» REQUIRED TASKS
a. Translate this sentence from the marketing passage into Spanish: "These thoughts are prompted by a letter received by our dog."
b. Please return the section of the marketing passage starting with "It has long" and going on through "by our dog.".

» SELECTED PASSAGE
****************************************

It has long been the custom of the professional classes to take a snooty view of advertising and marketing, the implication being that these honourable activities are not far removed from huckstering.
But, as many an honest veteran of focus group and client meeting will tell you, marketing is a sophisticated and sensitive weapon that can easily explode in the hands of an amateur. Such mishaps are regrettable, but when the victim is a member of the learned professions it requires exceptional restraint not to reach for a sleeve and insert a laugh or two.
These thoughts are prompted by a letter received by our dog.
The competition for places at veterinary colleges is intense and only the best need apply. Education and training for veterinary science is entirely degree-based and there are only six schools. Courses last five years and cover biology, chemistry, anatomy, physiology, pathology, biochemistry, genetics, microbiology, surgery, animal husbandry, pharmacology, public health, and much more besides. The veterinary surgeon is, in short, a man or woman with a bulging brain.

****************************************

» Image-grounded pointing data
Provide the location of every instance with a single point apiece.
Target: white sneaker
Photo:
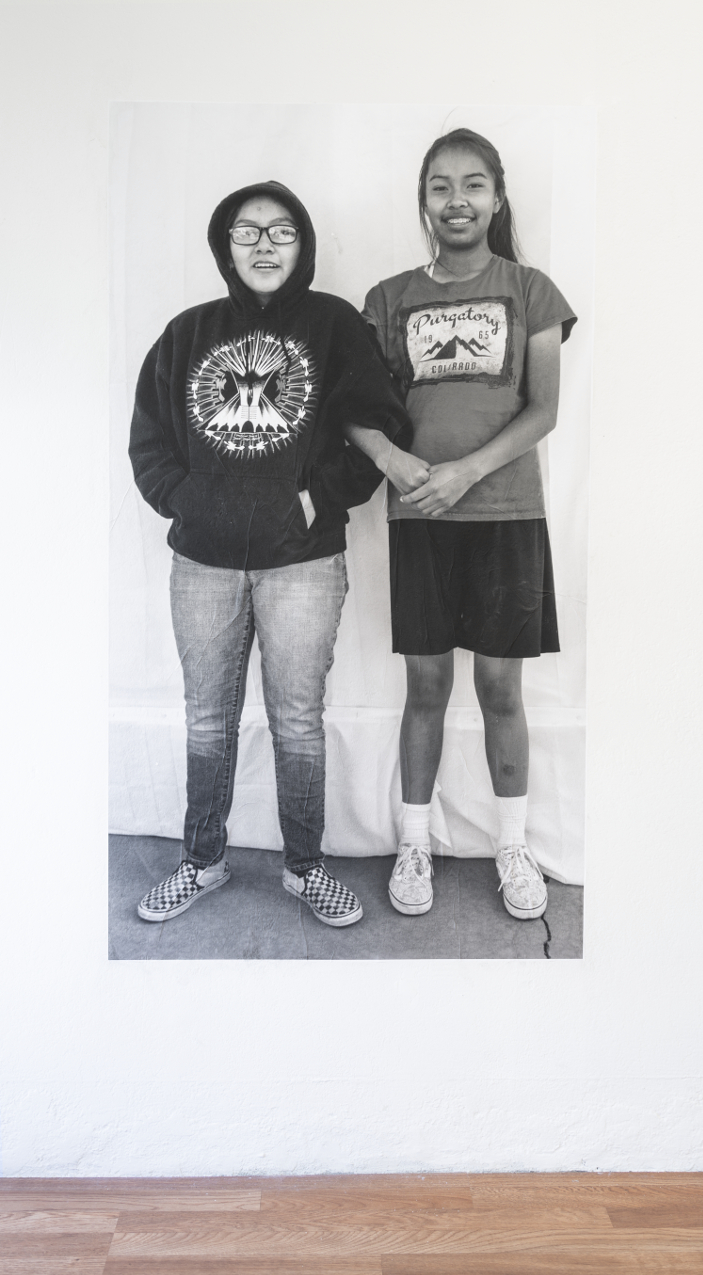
(525, 893)
(181, 889)
(411, 882)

****************************************

» SOLUTIONS PER TASK
a. Estos pensamientos surgen a raíz de una carta que recibió nuestro perro.

b.
It has long been the custom of the professional classes to take a snooty view of advertising and marketing, the implication being that these honourable activities are not far removed from huckstering.
But, as many an honest veteran of focus group and client meeting will tell you, marketing is a sophisticated and sensitive weapon that can easily explode in the hands of an amateur. Such mishaps are regrettable, but when the victim is a member of the learned professions it requires exceptional restraint not to reach for a sleeve and insert a laugh or two.
These thoughts are prompted by a letter received by our dog.